- Information supplied -
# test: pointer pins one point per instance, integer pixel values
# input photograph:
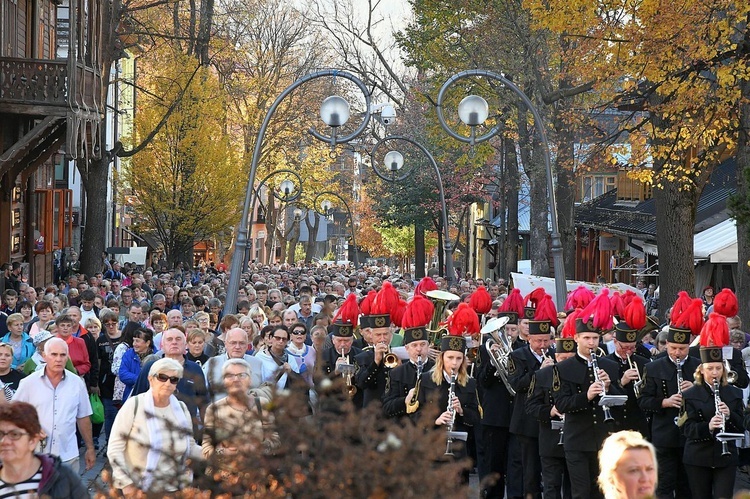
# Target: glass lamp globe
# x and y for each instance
(473, 110)
(334, 111)
(394, 161)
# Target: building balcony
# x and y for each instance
(43, 87)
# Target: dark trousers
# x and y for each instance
(717, 483)
(532, 467)
(493, 466)
(584, 470)
(673, 481)
(514, 476)
(555, 477)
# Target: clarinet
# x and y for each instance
(595, 365)
(717, 401)
(451, 396)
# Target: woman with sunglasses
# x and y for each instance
(152, 438)
(24, 473)
(300, 354)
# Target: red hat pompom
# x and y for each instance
(463, 321)
(480, 300)
(365, 305)
(418, 312)
(386, 300)
(680, 305)
(426, 284)
(692, 317)
(397, 313)
(513, 303)
(546, 311)
(579, 298)
(535, 296)
(715, 332)
(635, 314)
(628, 297)
(569, 329)
(599, 311)
(349, 311)
(618, 305)
(725, 303)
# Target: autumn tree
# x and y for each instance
(186, 181)
(675, 68)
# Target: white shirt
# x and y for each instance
(58, 408)
(214, 381)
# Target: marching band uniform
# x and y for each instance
(660, 383)
(710, 473)
(633, 417)
(522, 365)
(584, 428)
(497, 404)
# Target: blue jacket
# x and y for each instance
(27, 350)
(130, 368)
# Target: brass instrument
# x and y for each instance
(717, 401)
(440, 300)
(639, 382)
(499, 359)
(413, 404)
(595, 365)
(347, 372)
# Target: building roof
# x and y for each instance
(639, 219)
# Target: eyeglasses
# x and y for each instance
(164, 378)
(13, 434)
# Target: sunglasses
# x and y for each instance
(164, 378)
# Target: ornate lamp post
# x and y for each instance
(473, 111)
(325, 207)
(334, 111)
(393, 161)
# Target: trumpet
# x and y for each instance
(347, 372)
(413, 404)
(639, 382)
(595, 365)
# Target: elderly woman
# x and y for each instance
(152, 438)
(237, 423)
(23, 473)
(628, 466)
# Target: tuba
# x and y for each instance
(499, 359)
(440, 300)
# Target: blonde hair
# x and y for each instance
(437, 371)
(613, 449)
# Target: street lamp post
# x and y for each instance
(326, 206)
(334, 111)
(394, 161)
(473, 111)
(288, 191)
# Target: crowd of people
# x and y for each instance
(582, 402)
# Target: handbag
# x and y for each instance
(97, 415)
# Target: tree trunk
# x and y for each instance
(674, 237)
(94, 236)
(743, 194)
(419, 260)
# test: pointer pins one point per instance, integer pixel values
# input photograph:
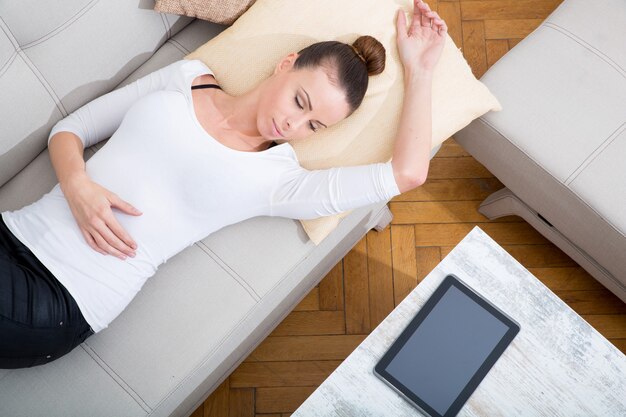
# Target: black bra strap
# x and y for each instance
(206, 86)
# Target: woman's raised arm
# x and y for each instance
(419, 48)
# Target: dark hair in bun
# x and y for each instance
(347, 65)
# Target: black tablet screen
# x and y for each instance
(447, 349)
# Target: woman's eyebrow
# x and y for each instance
(308, 99)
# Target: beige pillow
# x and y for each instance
(247, 52)
(217, 11)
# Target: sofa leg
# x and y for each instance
(504, 203)
(384, 219)
(499, 204)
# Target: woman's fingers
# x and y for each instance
(108, 241)
(127, 245)
(104, 245)
(401, 19)
(91, 242)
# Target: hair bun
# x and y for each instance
(372, 51)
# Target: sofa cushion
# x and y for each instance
(218, 11)
(368, 135)
(41, 79)
(559, 143)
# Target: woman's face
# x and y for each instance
(299, 102)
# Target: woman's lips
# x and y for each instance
(276, 131)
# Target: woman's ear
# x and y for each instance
(286, 63)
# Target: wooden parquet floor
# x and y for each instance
(376, 275)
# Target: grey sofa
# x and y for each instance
(205, 309)
(559, 144)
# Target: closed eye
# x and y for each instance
(302, 108)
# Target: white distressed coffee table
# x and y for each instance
(557, 365)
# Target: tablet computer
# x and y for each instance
(447, 349)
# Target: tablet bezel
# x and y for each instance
(449, 281)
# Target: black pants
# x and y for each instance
(39, 320)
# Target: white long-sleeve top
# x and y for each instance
(187, 184)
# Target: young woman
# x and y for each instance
(184, 160)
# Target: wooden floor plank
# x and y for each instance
(282, 373)
(300, 323)
(404, 261)
(507, 9)
(428, 257)
(496, 49)
(241, 402)
(436, 212)
(474, 46)
(305, 348)
(510, 28)
(281, 399)
(450, 148)
(380, 274)
(217, 404)
(310, 302)
(356, 289)
(450, 12)
(447, 234)
(331, 289)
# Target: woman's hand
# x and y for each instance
(420, 47)
(91, 206)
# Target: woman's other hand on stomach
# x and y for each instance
(91, 206)
(421, 43)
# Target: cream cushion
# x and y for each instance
(248, 51)
(224, 12)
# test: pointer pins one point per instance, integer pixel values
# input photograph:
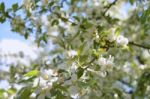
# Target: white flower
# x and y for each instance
(102, 61)
(73, 67)
(72, 53)
(96, 3)
(74, 92)
(111, 37)
(106, 64)
(121, 40)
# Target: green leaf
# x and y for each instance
(25, 93)
(55, 22)
(15, 7)
(44, 38)
(50, 4)
(80, 72)
(131, 2)
(32, 73)
(26, 35)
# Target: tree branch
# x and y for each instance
(139, 45)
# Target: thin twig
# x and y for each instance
(139, 45)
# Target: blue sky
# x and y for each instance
(5, 29)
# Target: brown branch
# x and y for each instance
(139, 45)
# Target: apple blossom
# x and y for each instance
(122, 41)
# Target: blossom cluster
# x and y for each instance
(119, 39)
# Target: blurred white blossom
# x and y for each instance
(121, 40)
(72, 53)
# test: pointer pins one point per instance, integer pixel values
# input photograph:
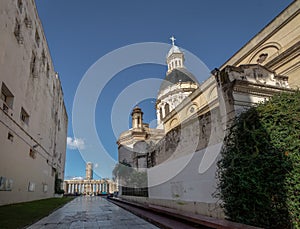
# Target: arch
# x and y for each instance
(211, 93)
(160, 113)
(173, 123)
(167, 109)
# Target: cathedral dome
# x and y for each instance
(173, 50)
(176, 76)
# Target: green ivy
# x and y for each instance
(259, 170)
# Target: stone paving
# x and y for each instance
(91, 212)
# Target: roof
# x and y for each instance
(177, 75)
(174, 49)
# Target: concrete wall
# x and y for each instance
(36, 149)
(280, 40)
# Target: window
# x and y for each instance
(43, 57)
(33, 65)
(20, 5)
(17, 32)
(24, 116)
(37, 38)
(7, 97)
(28, 22)
(10, 137)
(167, 108)
(32, 153)
(160, 113)
(48, 70)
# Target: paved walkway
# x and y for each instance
(91, 212)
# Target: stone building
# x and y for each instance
(88, 186)
(33, 118)
(182, 169)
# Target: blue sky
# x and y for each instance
(80, 32)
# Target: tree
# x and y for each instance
(259, 171)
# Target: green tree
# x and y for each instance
(259, 171)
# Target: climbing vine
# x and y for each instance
(259, 171)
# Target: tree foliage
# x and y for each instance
(259, 171)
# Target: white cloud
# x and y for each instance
(75, 143)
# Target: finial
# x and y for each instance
(173, 40)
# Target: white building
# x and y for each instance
(33, 118)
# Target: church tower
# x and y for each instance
(178, 84)
(137, 118)
(89, 171)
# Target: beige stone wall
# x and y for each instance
(280, 40)
(36, 148)
(208, 209)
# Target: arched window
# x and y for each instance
(167, 109)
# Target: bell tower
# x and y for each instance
(137, 118)
(175, 57)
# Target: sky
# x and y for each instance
(81, 34)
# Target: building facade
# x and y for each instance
(33, 118)
(182, 171)
(88, 186)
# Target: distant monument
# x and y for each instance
(89, 171)
(88, 186)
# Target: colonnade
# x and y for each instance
(89, 187)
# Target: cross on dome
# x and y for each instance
(173, 40)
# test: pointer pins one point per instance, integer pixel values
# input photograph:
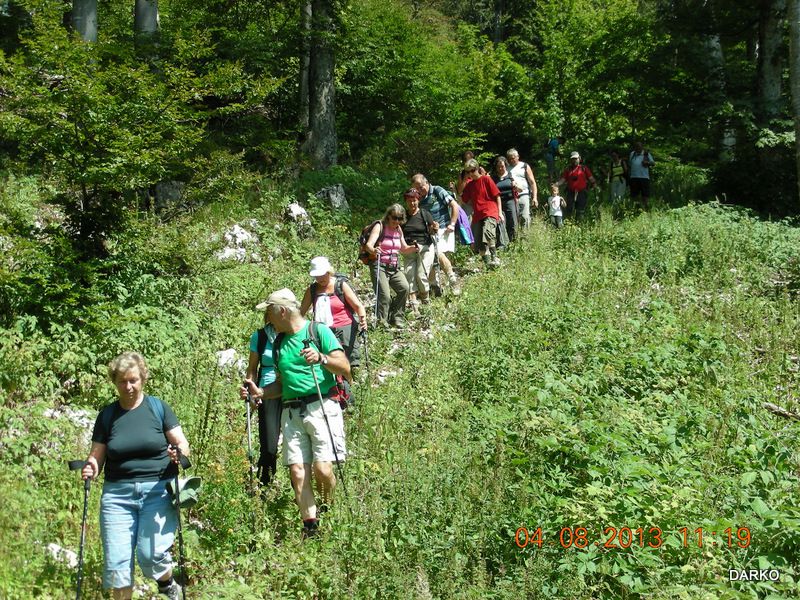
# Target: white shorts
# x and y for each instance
(306, 438)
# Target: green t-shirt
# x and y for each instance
(296, 378)
(136, 448)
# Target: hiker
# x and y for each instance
(333, 302)
(617, 177)
(444, 209)
(133, 443)
(526, 182)
(577, 177)
(308, 434)
(467, 156)
(384, 245)
(261, 368)
(555, 204)
(508, 195)
(552, 149)
(418, 230)
(640, 162)
(484, 197)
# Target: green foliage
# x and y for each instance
(619, 385)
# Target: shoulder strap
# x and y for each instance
(337, 287)
(261, 345)
(157, 407)
(276, 348)
(108, 417)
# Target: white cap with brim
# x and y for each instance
(319, 266)
(283, 297)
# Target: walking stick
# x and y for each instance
(183, 462)
(377, 284)
(307, 344)
(77, 465)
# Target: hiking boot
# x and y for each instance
(398, 323)
(455, 286)
(172, 591)
(310, 529)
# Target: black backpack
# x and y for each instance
(341, 393)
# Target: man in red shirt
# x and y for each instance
(577, 177)
(482, 193)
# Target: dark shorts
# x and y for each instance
(640, 187)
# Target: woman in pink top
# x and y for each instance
(385, 244)
(334, 303)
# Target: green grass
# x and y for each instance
(607, 376)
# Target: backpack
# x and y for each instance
(363, 255)
(341, 388)
(340, 279)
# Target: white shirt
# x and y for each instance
(637, 170)
(518, 172)
(554, 202)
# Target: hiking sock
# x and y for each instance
(163, 586)
(310, 527)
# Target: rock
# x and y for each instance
(335, 196)
(296, 214)
(236, 236)
(60, 554)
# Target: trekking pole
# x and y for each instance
(182, 462)
(250, 454)
(307, 344)
(377, 285)
(77, 465)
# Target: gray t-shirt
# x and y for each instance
(136, 447)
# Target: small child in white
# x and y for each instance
(556, 203)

- Written task -
Rewrite every line between the one holding "# Target: small child in white" and the end of the items, both included. Increase each coordinate in the answers by 97, and leave all other lines as they are.

- Answer to this task -
# Target: small child in white
# x and y for each instance
(653, 300)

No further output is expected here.